* **Goal of the exercise**: Output the listing below verbatim, without images.

* **Stored data**:
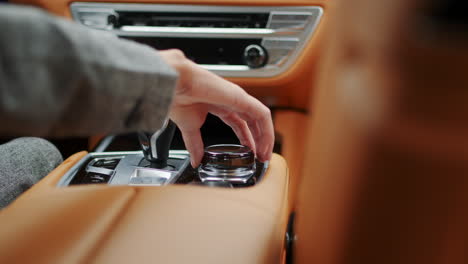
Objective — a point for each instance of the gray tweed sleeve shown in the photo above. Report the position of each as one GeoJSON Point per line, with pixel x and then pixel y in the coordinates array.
{"type": "Point", "coordinates": [58, 78]}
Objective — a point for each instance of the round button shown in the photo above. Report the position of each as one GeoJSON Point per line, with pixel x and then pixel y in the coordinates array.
{"type": "Point", "coordinates": [228, 157]}
{"type": "Point", "coordinates": [255, 56]}
{"type": "Point", "coordinates": [227, 162]}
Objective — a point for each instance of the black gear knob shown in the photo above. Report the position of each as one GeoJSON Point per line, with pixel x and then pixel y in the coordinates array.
{"type": "Point", "coordinates": [156, 146]}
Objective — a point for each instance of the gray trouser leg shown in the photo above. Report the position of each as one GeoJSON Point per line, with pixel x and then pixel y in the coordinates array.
{"type": "Point", "coordinates": [23, 162]}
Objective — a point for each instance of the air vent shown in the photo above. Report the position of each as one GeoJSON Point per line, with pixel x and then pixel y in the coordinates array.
{"type": "Point", "coordinates": [233, 41]}
{"type": "Point", "coordinates": [178, 19]}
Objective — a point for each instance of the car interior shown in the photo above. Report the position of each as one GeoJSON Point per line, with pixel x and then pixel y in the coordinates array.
{"type": "Point", "coordinates": [370, 164]}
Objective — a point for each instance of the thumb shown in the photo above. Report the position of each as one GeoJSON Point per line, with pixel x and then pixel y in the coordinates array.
{"type": "Point", "coordinates": [194, 144]}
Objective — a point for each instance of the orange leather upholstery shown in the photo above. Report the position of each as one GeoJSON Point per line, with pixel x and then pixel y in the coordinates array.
{"type": "Point", "coordinates": [125, 224]}
{"type": "Point", "coordinates": [385, 178]}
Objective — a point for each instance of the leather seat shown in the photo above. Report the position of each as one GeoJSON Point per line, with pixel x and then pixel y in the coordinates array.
{"type": "Point", "coordinates": [386, 170]}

* **Answer space**:
Objective — a point for each instance of the gray tweed sleeve shown in the photo above. Report the position of each as one GeoJSON Point per line, with pixel x and then pixel y in the coordinates array.
{"type": "Point", "coordinates": [58, 78]}
Objective — a point for each instance of the round button shown in the photo above. Report the position of each as one GeoJSON Point per line, with pixel x and then pixel y in the coordinates array.
{"type": "Point", "coordinates": [228, 157]}
{"type": "Point", "coordinates": [255, 56]}
{"type": "Point", "coordinates": [227, 162]}
Objective — a point for each instance of the black gear knob shown in the photo above. Report the position of each as one GeoJSON Point per line, with pixel x and then pixel y in the coordinates array.
{"type": "Point", "coordinates": [156, 146]}
Objective — a point for each instance of the gray trouser leg shown in the photo above. Report the position of each as one GeoJSON Point per line, with pixel x and then pixel y in the coordinates array.
{"type": "Point", "coordinates": [23, 162]}
Objective — a point for each instance of the air vent shown in the photo above. Report the position of each as one GeoJSON Point per line, with pixel x and then pixel y in the coordinates array.
{"type": "Point", "coordinates": [233, 41]}
{"type": "Point", "coordinates": [178, 19]}
Objective — a point for each instance of the car interior shown in the photo above. Report the position of each as one GeoJSON Point per line, with pixel x and then pixel y in the coordinates array.
{"type": "Point", "coordinates": [370, 164]}
Objective — a point for each instance of the thumb shown in the photo above. Report the position of each as one GeoJSON Point per line, with pixel x and then pixel y in the coordinates array.
{"type": "Point", "coordinates": [194, 144]}
Objective — a point for each instance of the orange leather upholstery shown in the photo above. Report the position of each as one GeoJSON Point per line, with pixel x and then pixel y in the coordinates array.
{"type": "Point", "coordinates": [125, 224]}
{"type": "Point", "coordinates": [385, 178]}
Objective — a point for each instance of the leather seat shown in the photo above. Report the position of each as one GeoJSON Point per line, with pixel x and then pixel y in the coordinates array.
{"type": "Point", "coordinates": [386, 170]}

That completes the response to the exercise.